(Data in this exercise begins)
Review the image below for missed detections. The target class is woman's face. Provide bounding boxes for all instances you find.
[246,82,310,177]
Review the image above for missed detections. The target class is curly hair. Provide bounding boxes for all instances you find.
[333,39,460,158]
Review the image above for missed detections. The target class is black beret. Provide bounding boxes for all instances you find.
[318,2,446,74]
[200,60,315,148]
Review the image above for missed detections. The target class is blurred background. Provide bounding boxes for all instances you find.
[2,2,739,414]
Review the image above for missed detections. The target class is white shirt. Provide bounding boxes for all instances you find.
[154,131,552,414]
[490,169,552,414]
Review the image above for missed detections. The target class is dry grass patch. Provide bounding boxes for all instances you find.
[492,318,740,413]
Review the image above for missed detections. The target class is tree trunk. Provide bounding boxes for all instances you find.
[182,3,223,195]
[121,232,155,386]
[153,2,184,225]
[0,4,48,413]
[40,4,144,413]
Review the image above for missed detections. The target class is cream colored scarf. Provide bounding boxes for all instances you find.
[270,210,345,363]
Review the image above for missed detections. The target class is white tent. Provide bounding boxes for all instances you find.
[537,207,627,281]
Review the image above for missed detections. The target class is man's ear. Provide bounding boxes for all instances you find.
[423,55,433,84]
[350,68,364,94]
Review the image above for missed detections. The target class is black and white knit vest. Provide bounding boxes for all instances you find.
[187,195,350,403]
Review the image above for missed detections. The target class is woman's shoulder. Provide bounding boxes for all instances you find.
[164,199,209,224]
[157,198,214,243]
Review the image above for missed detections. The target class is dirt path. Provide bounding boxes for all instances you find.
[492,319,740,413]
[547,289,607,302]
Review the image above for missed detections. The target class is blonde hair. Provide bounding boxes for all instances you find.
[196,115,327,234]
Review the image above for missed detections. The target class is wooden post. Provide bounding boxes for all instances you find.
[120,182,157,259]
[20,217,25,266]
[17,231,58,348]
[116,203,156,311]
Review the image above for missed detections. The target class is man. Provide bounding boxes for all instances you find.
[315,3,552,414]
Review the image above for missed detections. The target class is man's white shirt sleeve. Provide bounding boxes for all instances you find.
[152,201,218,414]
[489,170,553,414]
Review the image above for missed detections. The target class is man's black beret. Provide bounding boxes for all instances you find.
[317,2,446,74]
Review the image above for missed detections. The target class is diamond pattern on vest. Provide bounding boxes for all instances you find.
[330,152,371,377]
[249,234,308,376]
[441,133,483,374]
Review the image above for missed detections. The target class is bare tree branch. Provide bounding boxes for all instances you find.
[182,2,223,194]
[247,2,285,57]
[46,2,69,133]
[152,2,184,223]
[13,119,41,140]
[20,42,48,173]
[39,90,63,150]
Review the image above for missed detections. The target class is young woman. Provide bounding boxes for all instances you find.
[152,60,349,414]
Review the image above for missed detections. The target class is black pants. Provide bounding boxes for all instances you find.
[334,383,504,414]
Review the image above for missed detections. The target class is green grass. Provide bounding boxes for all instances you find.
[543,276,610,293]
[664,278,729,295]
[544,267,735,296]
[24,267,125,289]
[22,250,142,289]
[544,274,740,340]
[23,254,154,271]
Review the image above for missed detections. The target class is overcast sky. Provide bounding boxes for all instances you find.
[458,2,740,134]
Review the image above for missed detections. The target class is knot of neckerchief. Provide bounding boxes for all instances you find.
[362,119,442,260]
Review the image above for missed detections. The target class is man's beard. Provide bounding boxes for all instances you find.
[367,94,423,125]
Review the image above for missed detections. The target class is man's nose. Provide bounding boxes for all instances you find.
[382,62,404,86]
(Data in this exercise ends)
> [Task objective] Write each record out again exactly.

> [Answer to this task]
Review the image below for missed detections. The target class is woman's face. Provide bounding boxes for all instances you find.
[246,82,310,177]
Review the image above for missed detections. The target class is curly hair. Provide bounding boxes for all instances you find.
[333,39,460,158]
Review the image above for missed detections. The target class is black beret. Provide bounding boxes for all instances you find.
[318,2,446,74]
[200,60,315,148]
Review the image above for missed detections. The target class is blurred background. Provide bounding boxes for all instances you find.
[2,2,739,414]
Review the image above for missed detections. The target class is white shirt. Provide bounding boxes for all instances you find.
[154,131,552,414]
[490,169,552,414]
Review the image above for missed detections. The target class is dry grass patch. Provide bounding boxes for all instances you find.
[492,318,740,413]
Review the image above for missed detections. The target class is tree trunk. Provide bounding boxes for all instances you find.
[182,3,223,195]
[121,232,155,386]
[153,2,184,225]
[0,4,48,413]
[40,4,144,413]
Review the image above for missed detections. The target class is cream colored scarf. Provide bounding boxes for all instances you find.
[270,210,345,363]
Review the image above for missed detections. The target class is white tent. Provide bounding boxes for all instances you find.
[537,207,627,281]
Review the image above for missed detections. The target class is man's ear. Provide bounding boxes for all instances you find.
[423,55,433,84]
[350,68,364,94]
Review the image above for missed detections. The target class is black and white knit vest. Provide bounding boxes for all instances you find.
[187,195,350,403]
Review the image above for missed detections. The target class is woman's shoulder. Provide bounding boxes for all instances you find.
[164,199,209,224]
[157,198,214,243]
Review the image above for missed detections. The target class is dirt path. Provide bounding boxes for all instances you find.
[492,319,740,413]
[547,289,607,302]
Review the image above for missed detections. The target class is blonde hair. Provide bounding boxes for all instances you find.
[196,115,327,234]
Review the image above for missed detections. The target class is wooden post. Provide bounding boxes for all instances you find.
[120,182,157,259]
[20,217,25,266]
[17,231,58,348]
[116,203,156,311]
Review the image above for missed detections. The target class is man. Provide bounding boxes for all instances you find.
[315,3,552,414]
Review the image above for missed detections. The target class is man's white shirt sleeve. Provide bounding boxes for all instances you find.
[152,201,218,414]
[489,170,553,414]
Review the image above for missed detections. The target class is man's black beret. Provide bounding boxes for all instances you find.
[317,2,446,74]
Review the image above for missed detections. The target class is diamond pattern on vest. Provide bounding boxes for all instances you find.
[330,152,371,377]
[249,234,308,376]
[441,133,483,374]
Review the image above for missed detections. The target class is bare tree branch. Provide bounding boxes for all instances you find.
[182,2,223,194]
[247,2,285,57]
[46,2,69,133]
[152,2,184,223]
[13,119,41,140]
[20,42,48,173]
[39,90,63,150]
Review the image above for missed detections. The target class is young woman. Provide bounding boxes for all instances you find.
[152,60,349,414]
Review the image above for missed detections. The target class is black pants. Provide bounding boxes for all instances you find.
[334,383,504,414]
Review the image above for missed detections. The target class is green grass. Provide bounding boxes for all instances you find.
[543,276,610,293]
[664,278,729,295]
[544,267,735,296]
[24,267,125,289]
[22,250,142,289]
[544,274,740,340]
[23,254,154,271]
Review the image above for missed detections. The target class is overcast sky. Provide bounding boxes for all instances you find.
[458,2,740,134]
Review the image above for missed detections. The target class is knot of neckerchief. Provide bounding boxes for all instances you find.
[362,119,442,260]
Review the image above for missed detections. The target class is man's beard. Provide bounding boxes for all instances you find.
[367,94,423,125]
Review the image above for missed detections. The target class is man's nose. Provide bounding boxes for all instances you find.
[382,62,404,86]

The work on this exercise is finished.